本文 |
:::::
「十字架の丘」〜国境への雑感

  • 優雅な朝メシ

 気持のいい朝だ。
レストランはゆったりとした造りで窓が全面ガラス張り。
窓の外は森と泉で朝もやがかかっている。
「ブルーシャトー」のフルートが聞こえて来そうな景色だ。
 あんまり宿泊客は多く無さそうだ。
広いフロアを見渡しても異国人がパラパラと見えるくらい。
後は我らツワモノ集団しかいない。
ご一行様準貸切状態で優雅な朝メシである。
 今朝は嫁さんが公文の「H竹さん夫妻」と同席しようという。
朝メシからの同席は珍しい。
だいぶお互いに慣れてきたってこってある。
このご夫婦も面白いので話題に事欠かない。
58歳から旅行を始めて12年、古希を迎えてますます元気一杯!
目標にしたいご夫婦だ。
 昨日、リトアニア語の挨拶のイントネーションをマスターした。
もう今朝しか使う機会がない。
瞬間芸の国際交流である。
レストラン入り口で「ラバス・リタス!」(おはよう!)
:::::
作業指示 |
1. 本文のうち、「レストランはゆったりとした造りで窓が全面ガラス張り。」を含む語句で始まり「昨日、リトアニア語の挨拶のイントネーションをマスターした。」で終わる部分を、そのまま書き写してください。
2. 本文で朝食が「ご一行様準貸切状態」と書かれているのはなぜか、1〜3文で説明してください。
ここからの行は本文とは関係がありません。

提示データ |
:::::
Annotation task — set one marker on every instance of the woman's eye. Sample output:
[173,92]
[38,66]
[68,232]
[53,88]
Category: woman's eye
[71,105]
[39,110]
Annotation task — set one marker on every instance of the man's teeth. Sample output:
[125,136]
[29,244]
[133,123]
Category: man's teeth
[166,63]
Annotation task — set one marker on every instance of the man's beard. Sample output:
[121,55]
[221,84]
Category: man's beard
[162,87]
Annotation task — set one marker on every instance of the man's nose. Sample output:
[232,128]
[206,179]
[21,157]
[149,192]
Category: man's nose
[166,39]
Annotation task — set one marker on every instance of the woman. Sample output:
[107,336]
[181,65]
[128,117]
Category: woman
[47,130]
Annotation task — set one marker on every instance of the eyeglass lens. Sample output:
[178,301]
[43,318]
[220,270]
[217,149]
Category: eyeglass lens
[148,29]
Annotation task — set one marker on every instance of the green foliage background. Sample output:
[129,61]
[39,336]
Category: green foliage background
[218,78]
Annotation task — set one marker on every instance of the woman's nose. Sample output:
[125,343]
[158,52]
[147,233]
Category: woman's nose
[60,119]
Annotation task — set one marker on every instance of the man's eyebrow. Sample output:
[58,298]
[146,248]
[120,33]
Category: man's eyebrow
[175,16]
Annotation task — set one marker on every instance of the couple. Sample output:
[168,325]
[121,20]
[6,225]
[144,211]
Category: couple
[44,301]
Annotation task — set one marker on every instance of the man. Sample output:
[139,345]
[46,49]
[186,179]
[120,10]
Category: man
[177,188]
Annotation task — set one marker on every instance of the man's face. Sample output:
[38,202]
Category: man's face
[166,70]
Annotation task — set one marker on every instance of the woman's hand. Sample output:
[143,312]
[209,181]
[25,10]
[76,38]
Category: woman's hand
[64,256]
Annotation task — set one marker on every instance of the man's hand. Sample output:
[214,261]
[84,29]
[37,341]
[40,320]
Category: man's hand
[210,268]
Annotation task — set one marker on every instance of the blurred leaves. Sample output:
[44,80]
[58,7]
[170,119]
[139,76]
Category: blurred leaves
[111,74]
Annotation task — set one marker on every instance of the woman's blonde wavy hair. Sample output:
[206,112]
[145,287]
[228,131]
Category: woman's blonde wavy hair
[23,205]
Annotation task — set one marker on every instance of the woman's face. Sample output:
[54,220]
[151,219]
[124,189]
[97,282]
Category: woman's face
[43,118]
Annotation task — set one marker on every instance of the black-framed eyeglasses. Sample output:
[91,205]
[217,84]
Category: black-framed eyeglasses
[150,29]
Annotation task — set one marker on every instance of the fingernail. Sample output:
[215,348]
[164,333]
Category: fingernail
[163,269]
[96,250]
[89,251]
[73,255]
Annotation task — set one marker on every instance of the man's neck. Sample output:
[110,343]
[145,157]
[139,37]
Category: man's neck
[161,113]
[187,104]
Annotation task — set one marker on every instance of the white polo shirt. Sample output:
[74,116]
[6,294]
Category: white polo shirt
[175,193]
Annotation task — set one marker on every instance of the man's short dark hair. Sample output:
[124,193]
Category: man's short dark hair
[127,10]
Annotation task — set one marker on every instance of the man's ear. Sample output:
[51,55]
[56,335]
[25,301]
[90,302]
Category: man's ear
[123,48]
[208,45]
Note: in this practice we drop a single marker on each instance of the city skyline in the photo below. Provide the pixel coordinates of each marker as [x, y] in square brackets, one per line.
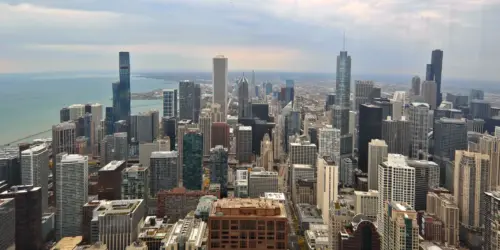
:::::
解答一覧 |
1.
レストランはゆったりとした造りで窓が全面ガラス張り。
窓の外は森と泉で朝もやがかかっている。
「ブルーシャトー」のフルートが聞こえて来そうな景色だ。
 あんまり宿泊客は多く無さそうだ。
広いフロアを見渡しても異国人がパラパラと見えるくらい。
後は我らツワモノ集団しかいない。
ご一行様準貸切状態で優雅な朝メシである。
 今朝は嫁さんが公文の「H竹さん夫妻」と同席しようという。
朝メシからの同席は珍しい。
だいぶお互いに慣れてきたってこってある。
このご夫婦も面白いので話題に事欠かない。
58歳から旅行を始めて12年、古希を迎えてますます元気一杯!
目標にしたいご夫婦だ。
 昨日、リトアニア語の挨拶のイントネーションをマスターした。

2. 宿泊客があまり多くなさそうで、広いフロアを見渡しても異国人がパラパラと見える程度だったからです。それ以外には筆者たちの一行しかいませんでした。